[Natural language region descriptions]
*** Begin section ***

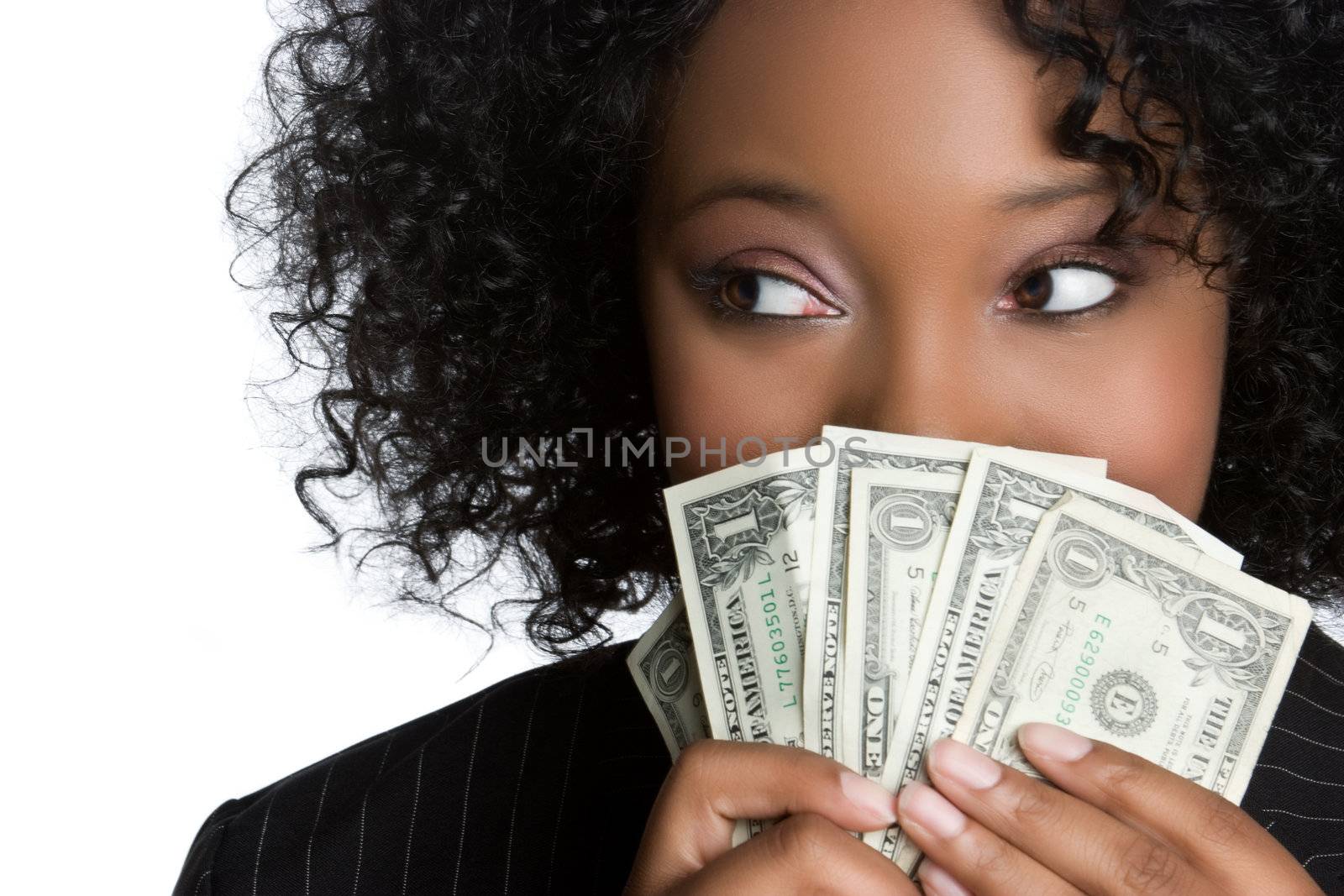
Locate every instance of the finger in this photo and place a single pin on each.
(937, 880)
(800, 855)
(1084, 846)
(716, 782)
(1211, 832)
(974, 855)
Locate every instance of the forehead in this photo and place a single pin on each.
(889, 109)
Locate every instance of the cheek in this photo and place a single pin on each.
(1148, 402)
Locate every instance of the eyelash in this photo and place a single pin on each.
(711, 281)
(1124, 278)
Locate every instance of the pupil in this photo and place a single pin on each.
(1035, 291)
(743, 291)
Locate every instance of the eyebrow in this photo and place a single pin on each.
(1035, 195)
(790, 196)
(765, 190)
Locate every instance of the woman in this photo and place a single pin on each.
(1095, 228)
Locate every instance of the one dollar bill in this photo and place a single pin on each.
(853, 449)
(898, 527)
(663, 665)
(1003, 499)
(1129, 637)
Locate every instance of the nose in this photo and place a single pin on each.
(920, 369)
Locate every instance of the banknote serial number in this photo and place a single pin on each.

*** End section ***

PROBLEM DETAILS:
Which lines run from the one containing "Locate every instance of the eyelash" to the end of the entries above? Print them exactly, both ends included, and nothing else.

WRITTEN RESPONSE:
Locate every instance of the eyelash in this photo and place a single pin on each.
(711, 281)
(1124, 278)
Locate every instance of the pupil in this photo and place a single pin on each.
(1035, 291)
(743, 291)
Locate every instance of the eyebrow in this photo and place a single pin on each.
(1035, 195)
(790, 196)
(765, 190)
Locate every instance of the woman in this photo and place a single pin on each.
(1095, 228)
Locate every instance of the one dollar bill in this photo and place a single pin on each.
(853, 449)
(898, 527)
(663, 665)
(1003, 499)
(1129, 637)
Locate every instance of the nose in this photo and place a single pin on each.
(920, 369)
Locate every instance of the banknote serial number in this photo and place a single pin on each.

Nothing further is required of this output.